» İşlenecek veriler:

· · · · ·

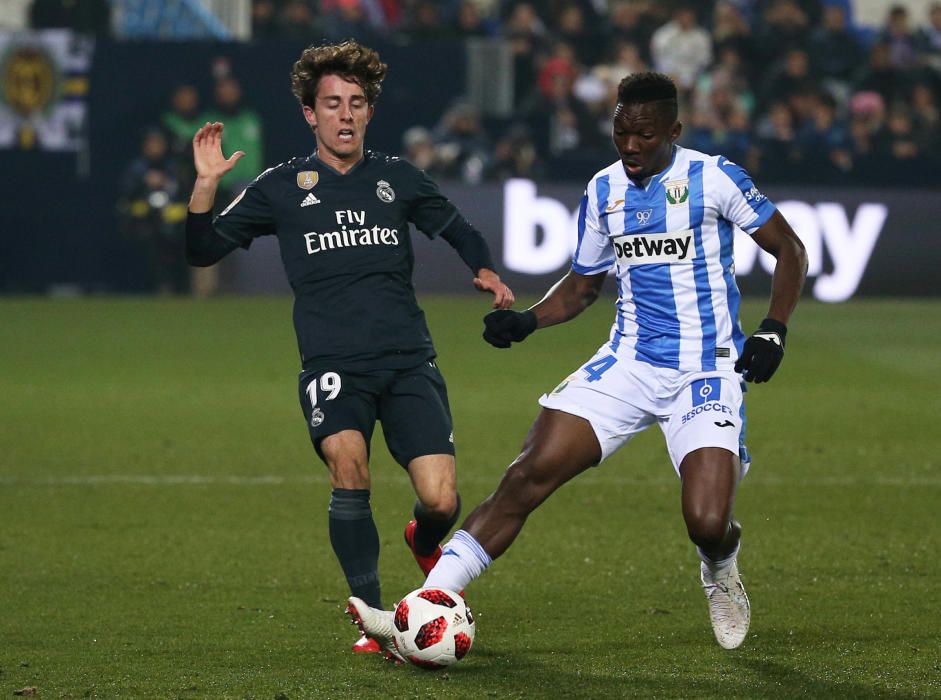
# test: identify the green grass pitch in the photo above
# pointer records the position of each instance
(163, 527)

· · · · ·

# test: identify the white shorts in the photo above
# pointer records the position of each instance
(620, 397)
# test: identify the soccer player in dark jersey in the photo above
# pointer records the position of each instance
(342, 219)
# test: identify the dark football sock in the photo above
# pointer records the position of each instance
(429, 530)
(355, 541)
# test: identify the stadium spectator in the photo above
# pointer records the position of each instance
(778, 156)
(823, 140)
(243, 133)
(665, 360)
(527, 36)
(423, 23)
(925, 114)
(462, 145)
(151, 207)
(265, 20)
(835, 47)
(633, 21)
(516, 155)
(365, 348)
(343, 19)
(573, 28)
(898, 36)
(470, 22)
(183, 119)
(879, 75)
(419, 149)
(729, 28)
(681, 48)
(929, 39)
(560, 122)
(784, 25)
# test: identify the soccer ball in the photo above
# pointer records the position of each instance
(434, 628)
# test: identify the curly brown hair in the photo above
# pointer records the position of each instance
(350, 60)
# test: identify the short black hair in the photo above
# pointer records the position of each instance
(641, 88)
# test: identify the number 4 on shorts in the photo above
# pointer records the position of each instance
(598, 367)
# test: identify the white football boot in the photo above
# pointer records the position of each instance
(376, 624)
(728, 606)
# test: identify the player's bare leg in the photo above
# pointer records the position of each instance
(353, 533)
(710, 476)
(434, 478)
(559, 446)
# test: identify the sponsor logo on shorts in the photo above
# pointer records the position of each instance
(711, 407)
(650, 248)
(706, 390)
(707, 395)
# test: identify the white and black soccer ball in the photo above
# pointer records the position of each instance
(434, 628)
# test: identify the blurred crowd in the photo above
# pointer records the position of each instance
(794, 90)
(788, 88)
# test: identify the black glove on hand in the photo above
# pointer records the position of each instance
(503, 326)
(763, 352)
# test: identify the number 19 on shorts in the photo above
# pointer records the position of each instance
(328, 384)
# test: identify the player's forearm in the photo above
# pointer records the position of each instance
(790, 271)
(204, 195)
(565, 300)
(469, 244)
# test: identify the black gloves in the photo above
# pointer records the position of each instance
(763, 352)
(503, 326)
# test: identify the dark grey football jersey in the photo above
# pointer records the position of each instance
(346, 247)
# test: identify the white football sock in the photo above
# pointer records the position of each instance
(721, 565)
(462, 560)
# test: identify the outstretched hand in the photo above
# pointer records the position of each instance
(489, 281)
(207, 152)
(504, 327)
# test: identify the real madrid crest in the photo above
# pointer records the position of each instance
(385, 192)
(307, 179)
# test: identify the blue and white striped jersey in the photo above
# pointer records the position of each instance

· · · · ·

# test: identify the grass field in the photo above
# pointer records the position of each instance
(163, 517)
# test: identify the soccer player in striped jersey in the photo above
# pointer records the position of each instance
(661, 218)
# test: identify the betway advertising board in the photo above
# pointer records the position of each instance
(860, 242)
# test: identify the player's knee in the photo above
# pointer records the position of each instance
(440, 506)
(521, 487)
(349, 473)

· · · · ·

» Hedefiniz: Yukarıdaki kayıtlarda "football" dizesini içeren satırların tümünü belirleyip her birini kopyalayın. Eşleştirme büyük-küçük harfe duyarlıdır.

» Göreve yanıt:
# test: identify the dark football sock in the photo above
# test: identify the white football boot in the photo above
# test: identify the dark grey football jersey in the photo above
# test: identify the white football sock in the photo above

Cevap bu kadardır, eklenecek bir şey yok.